THE PROBLEM: Copy every line, starting at the one containing "Scouting pass: put a marker on the rocky" and ending at the one containing "[(486, 199)]", and scale the x and y coordinates of the located points by 2.2, rounding each to a whole number with halves going up. Leave the sample coordinates unchanged.

SUPPLIED INFORMATION:
::::::

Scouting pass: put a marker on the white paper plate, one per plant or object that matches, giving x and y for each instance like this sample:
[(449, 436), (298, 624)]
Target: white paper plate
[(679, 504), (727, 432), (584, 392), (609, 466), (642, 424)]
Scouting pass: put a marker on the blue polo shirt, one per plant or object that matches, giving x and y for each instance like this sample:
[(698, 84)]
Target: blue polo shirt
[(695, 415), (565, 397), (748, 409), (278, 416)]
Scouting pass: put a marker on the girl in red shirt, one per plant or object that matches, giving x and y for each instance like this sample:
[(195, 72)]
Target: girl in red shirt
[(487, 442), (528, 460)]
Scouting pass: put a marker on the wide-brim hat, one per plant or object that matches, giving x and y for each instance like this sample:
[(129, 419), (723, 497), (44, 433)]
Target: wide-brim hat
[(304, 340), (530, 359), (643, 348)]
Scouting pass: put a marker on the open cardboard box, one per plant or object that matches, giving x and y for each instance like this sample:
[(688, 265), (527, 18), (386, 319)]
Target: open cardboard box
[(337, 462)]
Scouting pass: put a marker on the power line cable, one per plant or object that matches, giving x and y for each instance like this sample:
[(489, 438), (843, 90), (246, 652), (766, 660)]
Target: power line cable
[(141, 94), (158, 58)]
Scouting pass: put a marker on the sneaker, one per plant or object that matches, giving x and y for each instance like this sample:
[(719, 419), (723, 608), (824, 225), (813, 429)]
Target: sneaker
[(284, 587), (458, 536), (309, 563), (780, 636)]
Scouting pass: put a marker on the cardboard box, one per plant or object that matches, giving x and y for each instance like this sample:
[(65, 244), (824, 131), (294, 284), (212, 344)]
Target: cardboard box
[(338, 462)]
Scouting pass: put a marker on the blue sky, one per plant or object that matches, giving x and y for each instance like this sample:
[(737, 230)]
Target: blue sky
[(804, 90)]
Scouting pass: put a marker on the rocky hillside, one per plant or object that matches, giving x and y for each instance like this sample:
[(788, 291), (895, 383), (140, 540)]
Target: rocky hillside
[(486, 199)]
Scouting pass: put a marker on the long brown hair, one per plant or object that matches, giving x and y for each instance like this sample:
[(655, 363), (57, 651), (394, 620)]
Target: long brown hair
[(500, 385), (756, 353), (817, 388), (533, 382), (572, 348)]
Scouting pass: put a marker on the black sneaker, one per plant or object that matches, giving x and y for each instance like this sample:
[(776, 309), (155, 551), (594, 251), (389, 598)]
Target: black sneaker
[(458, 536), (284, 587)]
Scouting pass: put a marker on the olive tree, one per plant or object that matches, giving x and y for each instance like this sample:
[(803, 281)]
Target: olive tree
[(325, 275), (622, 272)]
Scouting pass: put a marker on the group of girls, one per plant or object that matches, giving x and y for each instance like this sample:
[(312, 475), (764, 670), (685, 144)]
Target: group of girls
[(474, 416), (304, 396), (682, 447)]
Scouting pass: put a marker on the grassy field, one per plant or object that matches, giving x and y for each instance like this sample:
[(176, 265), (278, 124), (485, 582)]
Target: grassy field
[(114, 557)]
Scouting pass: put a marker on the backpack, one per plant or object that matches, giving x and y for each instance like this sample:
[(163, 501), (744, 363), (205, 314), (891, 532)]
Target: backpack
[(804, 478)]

::::::

OUTPUT FOR THIS EXERCISE:
Scouting pass: put a marker on the rocky hillside, one per plant or object that matches, giving x and y for each instance like this sample:
[(788, 291), (895, 383), (140, 540)]
Target: rocky hillside
[(1069, 438)]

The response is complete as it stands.